# Rattlesnake Hills Cab



## cgallamo (Jan 31, 2017)

Hi all,

I was wondering if anyone had tried the 2016 pails from Wine Grapes Direct? I'm thinking about giving the Cab a go.

Chris


----------



## Mismost (Jan 31, 2017)

No...but now I do have visions of rattlesnakes curled around grapevines. Thanks for that!


----------



## ibglowin (Jan 31, 2017)

Its a good AVA that is for sure.


----------



## cgallamo (Jan 31, 2017)

Well - I guess I'll be the gunea pig then - I went ahead and ordered. 

I'll update once I get it rolling.


----------



## ColemanM (Jan 31, 2017)

Sorry. Late to the thread. I have it sitting in glass going through mlf right now. Two buckets pressed with the blichman wineasy produced after gross lees 6.25 gallons. Could have gotten more with ratchet press I'm guessing. Worried about too much head space in carboy so have actually not tasted yet. I'll taste tomorrow and let you know what you're in for.


----------



## ibglowin (Feb 1, 2017)

Did you end up paying $155 a pail? Is that price with shipping?

I am coming up with $9 a bottle (finished wine) all said and done!


----------



## ColemanM (Feb 2, 2017)

# Data block

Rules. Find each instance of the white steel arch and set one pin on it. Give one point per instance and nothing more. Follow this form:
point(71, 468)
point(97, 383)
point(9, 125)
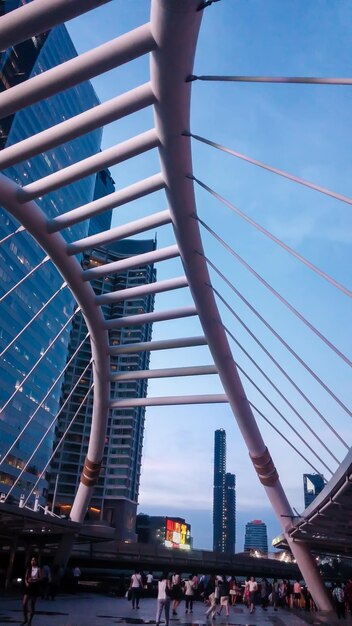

# Required work
[1] Answer from the Rattlesnake Hills Cab thread:
(a) Whose 2016 pails did cgallamo ask about?
(b) How many gallons did ColemanM get after gross lees from two buckets?
(c) What cost per bottle of finished wine did ibglowin arrive at?
[2] Transcribe the Rattlesnake Hills Cab thread, everything from "Did you end" down to "(Feb 2, 2017)".
[3] Write the next part of the Rattlesnake Hills Cab thread, picking up right after its last line.
The data have no connection to the Rattlesnake Hills Cab thread.

# Responses to the exercise
[1]
(a) Wine Grapes Direct
(b) 6.25 gallons
(c) $9 a bottle

[2]
Did you end up paying $155 a pail? Is that price with shipping?

I am coming up with $9 a bottle (finished wine) all said and done!


----------



## ColemanM (Feb 2, 2017)

[3]
Plus $30 per pail shipping. The cost of doing business in Minnesota [emoji33]


----------



## Boatboy24 (Feb 3, 2017)

Did you taste it? I'm dying to hear your thoughts.


----------



## AZMDTed (Feb 3, 2017)

Normally rattlesnakes don't bother me, but having lived in Arizona for 26 years there was always one myth that you'd hear occasionally. Now it's happened, thank goodness it was Texas. 

http://www.abc15.com/news/national/texas-family-finds-rattlesnake-in-toilet-more-underneath-home

Okay, back to wine.


----------



## ColemanM (Feb 3, 2017)

[emoji19] not sure what to say about that Ted.


----------



## ColemanM (Feb 3, 2017)

I'll taste it tomorrow. Life and cleaning and 6 year old birthday parties just keep popping up!! Promise. Though I may be three sheets to the wind by the time I get to it, but I will taste it!!


----------



## brewbush (Feb 4, 2017)

I am doing that one. I did 2 buckets of the cab and cofermented it with a merlot bucket. Just finished mlf and racked it over to a carboy. This one may be the best tasting red I have done so far!!


----------



## cgallamo (Feb 7, 2017)

Sounds great guys! I'm picking my two pails up Friday.


----------



## cgallamo (Feb 12, 2017)

I just heard from Andrew they are working on doing a bulk shipment to Atlanta and they are dropping prices and eliminating shipping. I'm thinking of doing a few more pails and blending. Any thoughts on a good blend for the Zin? Mouvedre, Durell Syrah?

I'll probably ferment separately and blend to taste...


----------



## Tnuscan (Feb 12, 2017)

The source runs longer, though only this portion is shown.